→ Langkah yang Diperlukan
1. Ketik ulang bagian kutipan tentang pameran Rizal Misilu antara "Kesadaran awal Rizal" dan "berawal dari nol.", termasuk kedua batas tersebut, tanpa mengubah apa pun.
2. Tentukan apakah setiap pernyataan berikut sesuai dengan kutipan tentang pameran Rizal Misilu. Jawab ya atau tidak, lalu sertakan kata-kata penentunya dari kutipan secara persis.
(a) Pameran bertajuk "Lingkaran" menampilkan 33 karya.
(b) Karya-karya dalam pameran dibuat dengan tinta bolpoin hitam.
(c) Rizal pernah bekerja sebagai art director di industri periklanan Jakarta.
3. Lanjutkan tulisan tentang pameran tunggal Rizal Misilu, dimulai sesudah kalimat terakhir yang tercantum.

→ Kutipan Teks
-=-=-=-=-

Terakota.id—Perupa Rizal Misilu menggelar pameran tunggal kedua di Ruang Dalam Art House, Kasihan, Bantul, Yogyakarta. Pameran berlangsung 20 November- 5 Desember 2021 mulai pukul 10.00- 17.00 WIB. Pameran bertajuk “Lingkaran” menampilkan 33 karya. Karya seniman berdarah Gorontalo ini merepresentasikan kenangan masa lalu, orang yang dicintainya sampai perenungan diri.
Seperti tema yang diusung, semua karya dieksekusi menggunakan garis melingkar-lingkar. Memakai tinta bolpoin biru di atas kertas berbagai ukuran. Penulis pameran, Bambang “Toko” Witjaksono menguraikan, sedikitnya ada lima kesadaran yang bisa terbaca pada pengkaryaan Rizal Misilu.
Kesadaran awal Rizal ketika membuat karya seni, adalah melepaskan dirinya dari pola kerja desain. Rizal jebolan Desain Komunikasi Visual (DKV), Institut Seni Indonesia (ISI) Yogyakarta. Sebelum memutuskan menjadi seniman, Rizal memiliki pengalaman panjang sebagai seorang desainer grafis, art director di industri periklanan Jakarta.
“Rizal me-reset semua program di kepalanya. Mengosongkan program terdahulu yang cukup lama mengendap di otaknya,” kata Bambang dalam siaran pers yang diterima Terakota. Sehingga ia sepenuhnya membuat karya seni dengan tanpa terukur atau terdesain sejak awal. Semuanya berawal dari nol.
Kesadaran kedua adalah drawing. Pilihannya jatuh pada teknik drawing dengan bolpoin karena luwes digerakkan. Hasil goresannya cenderung sama, karena ujungnya berupa bulatan (ball). Bagi Rizal, bolpoin adalah representasi dirinya; hadir lugas, sederhana, umum, standar, apa adanya.

-=-=-=-=-

→ Isi Kumpulan Data
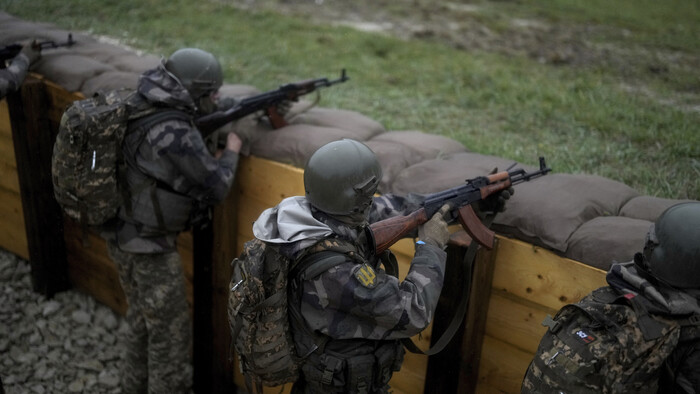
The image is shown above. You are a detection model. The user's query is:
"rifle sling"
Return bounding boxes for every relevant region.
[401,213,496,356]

-=-=-=-=-

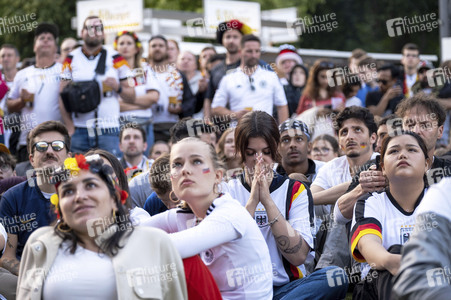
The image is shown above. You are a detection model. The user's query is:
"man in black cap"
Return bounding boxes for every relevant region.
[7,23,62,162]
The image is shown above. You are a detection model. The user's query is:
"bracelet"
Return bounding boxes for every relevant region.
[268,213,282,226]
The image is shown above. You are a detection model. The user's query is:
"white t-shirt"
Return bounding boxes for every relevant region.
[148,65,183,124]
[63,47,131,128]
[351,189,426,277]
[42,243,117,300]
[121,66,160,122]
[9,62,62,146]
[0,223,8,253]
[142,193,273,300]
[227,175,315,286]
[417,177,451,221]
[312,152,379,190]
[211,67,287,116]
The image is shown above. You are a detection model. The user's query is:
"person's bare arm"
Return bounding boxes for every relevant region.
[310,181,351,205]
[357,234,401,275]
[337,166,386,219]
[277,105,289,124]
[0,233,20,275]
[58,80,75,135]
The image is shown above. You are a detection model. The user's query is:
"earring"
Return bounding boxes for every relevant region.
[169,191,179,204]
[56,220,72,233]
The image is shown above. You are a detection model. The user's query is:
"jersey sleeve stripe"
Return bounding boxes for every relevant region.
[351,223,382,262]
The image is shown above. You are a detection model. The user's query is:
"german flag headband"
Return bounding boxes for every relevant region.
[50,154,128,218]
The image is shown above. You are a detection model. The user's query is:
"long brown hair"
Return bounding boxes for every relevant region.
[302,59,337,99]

-=-=-=-=-

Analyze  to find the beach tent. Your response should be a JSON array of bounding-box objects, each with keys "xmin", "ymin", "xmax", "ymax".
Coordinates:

-=-=-=-=-

→ Daftar Jawaban
1.
Kesadaran awal Rizal ketika membuat karya seni, adalah melepaskan dirinya dari pola kerja desain. Rizal jebolan Desain Komunikasi Visual (DKV), Institut Seni Indonesia (ISI) Yogyakarta. Sebelum memutuskan menjadi seniman, Rizal memiliki pengalaman panjang sebagai seorang desainer grafis, art director di industri periklanan Jakarta.
“Rizal me-reset semua program di kepalanya. Mengosongkan program terdahulu yang cukup lama mengendap di otaknya,” kata Bambang dalam siaran pers yang diterima Terakota. Sehingga ia sepenuhnya membuat karya seni dengan tanpa terukur atau terdesain sejak awal. Semuanya berawal dari nol.

2.
(a) Ya: "Pameran bertajuk “Lingkaran” menampilkan 33 karya."
(b) Tidak: "Memakai tinta bolpoin biru di atas kertas berbagai ukuran."
(c) Ya: "art director di industri periklanan Jakarta"

3.
Kesadaran ketiga adalah mengalir. Ketika tangannya memegang bolpoin, sejak itulah semuanya mengalir bebas. Ikut kata hatinya. Kesadaran keempat adalah warna biru. Baginya biru adalah warna variatif gradiennya. Di beberapa kota/ tempat, warna biru dan hijau sering disebut sama. Tidak dibedakan berdasar aturan warna ala Barat.
Kesadaran kelima adalah lingkaran. Rizal menggores melingkar-lingkar, berlawanan arah jarum jam tanpa putus. Sesuai arah rotasi tata surya/ alam semesta. Rizal seperti tersedot, fokus dan menyatu dalam gerak rotasi melalui pola lingkaran berulang, monoton dan seolah tanpa ekspresi.
Dalam serial karyanya berukuran kecil (berjumlah 20 karya) bertajuk “Dzikir.” Diawali dengan kaligrafi “Astaghfirullah hal adzim”. Rizal sengaja memilih kalimat dzikir sebagai sarana koreksi diri. Karya lainnya berukuran lebih besar, dengan metode lebih bebas.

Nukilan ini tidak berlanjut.